Source passage:
Start
Facing facts about Trump and the jobs numbers
McEntarfer was just the 16th commissioner of the U.S. Bureau of Labor Statistics since the position was created by Congress in 1884 to keep track of unemployment during an ongoing depression of a very Gilded Age variety. The job is to produce consistent, reliable data that Congress and other agencies can use for setting their own policies.
What we have turned it into, however, is some kind of political rhabdomancer, an oracle on whose divinations the results of elections supposedly hang. But, like most good governance, it's actually really boring.
McEntarfer was confirmed by the Senate by a richly bipartisan vote of 86-8 to a four-year term that began in 2024. But there's no doubt that Trump was within his powers to fire her. All of the other counters of beans at the bureau are civil servants, but not the bean-counter in chief, who has always been a political appointee — which McEntarfer became only after more than 20 years in various statistical gigs as a federal worker bee.
Until Friday, she managed the bureau and her name was on the reports, but the numbers are churned out by a hive of statisticians and researchers working in the old Post Office building next to Washington's Union Station. The deputy commissioner, civil servant William Wiatrowski, will again serve as acting commissioner, as he has twice before during vacancies.
We'll see what Trump thinks of Wiatrowski and the data nerds' August numbers when they come out on the first Friday of September. The president has vowed to pick an 'exceptional replacement' for McEntarfer, and that is probably true. There will be many exceptions concerning whomever Trump sends to the Senate for confirmation to the post. In the meantime, if the August numbers are as glum as the rest of this summers', Trump may start firing his way through acting commissioners until he finds one who sees the 'great Republican Success' the president claims McEntarfer was concealing.
But he can burn that bridge when he comes to it. For now, let's think about why Trump fired McEntarfer and what he meant by 'phony.'
'Days before the election, [McEntarfer] came out with these beautiful numbers for Kamala, I guess Biden-Kamala, and she came out with these beautiful numbers trying to get somebody else elected,' Trump told reporters Friday. 'Then, right after the election, she had an [$800,000] or $900,000 massive reduction — said she made a mistake.'
The fact is that the single poorest employment report of McEntarfer's tenure was the one she published three days before the 2024 election, in which the bureau reported Nov. 1 that the economy had created only 12,000 new jobs in October, a worrisome sign for former President Biden and former Vice President Kamala Harris. There was indeed a revision to those numbers after the election: a substantial increase to 43,000, reflecting the bureau's conclusion that the fall hurricane season had distorted the overall jobs picture.
It is true, though, that Trump did complain bitterly 10 weeks before the election about the long-term revisions to the bureau's 2023 numbers that concluded the economy had added more than 800,000 fewer jobs in the previous year than initially estimated under McEntarfer's predecessor. Insofar as jobs numbers — rather than actual jobs — affect the attitude of voters, McEntarfer's bureau had given Trump a gift. But Trump was more focused on the revision itself, not the report, writing, 'the Harris-Biden administration has been caught fraudulently manipulating Job Statistics.'
If the Biden-Harris administration had been cooking the books, then why on earth would it announce such a thing during the height of the campaign, on Aug. 21, the third day of the Democratic National Convention? If Trump's goal was to knock the incumbent administration's economic policies, McEntarfer & Co. had just served up a very juicy pitch, but Trump largely ignored it in favor of the allegation of corruption.
End
Material provided:
Start
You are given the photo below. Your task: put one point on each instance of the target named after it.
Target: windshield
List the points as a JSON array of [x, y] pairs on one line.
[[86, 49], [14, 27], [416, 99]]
End
Start
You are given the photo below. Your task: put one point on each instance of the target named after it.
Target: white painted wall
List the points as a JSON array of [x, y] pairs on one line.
End
Start
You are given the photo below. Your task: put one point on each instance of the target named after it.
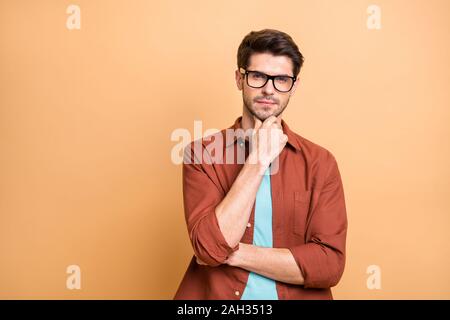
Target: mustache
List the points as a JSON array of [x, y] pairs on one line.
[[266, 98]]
End
Work to do: Quote the article on the jobs numbers, everything from "We'll see what" down to "McEntarfer was concealing.". The records are separate material and have no connection to the article on the jobs numbers.

Task output:
We'll see what Trump thinks of Wiatrowski and the data nerds' August numbers when they come out on the first Friday of September. The president has vowed to pick an 'exceptional replacement' for McEntarfer, and that is probably true. There will be many exceptions concerning whomever Trump sends to the Senate for confirmation to the post. In the meantime, if the August numbers are as glum as the rest of this summers', Trump may start firing his way through acting commissioners until he finds one who sees the 'great Republican Success' the president claims McEntarfer was concealing.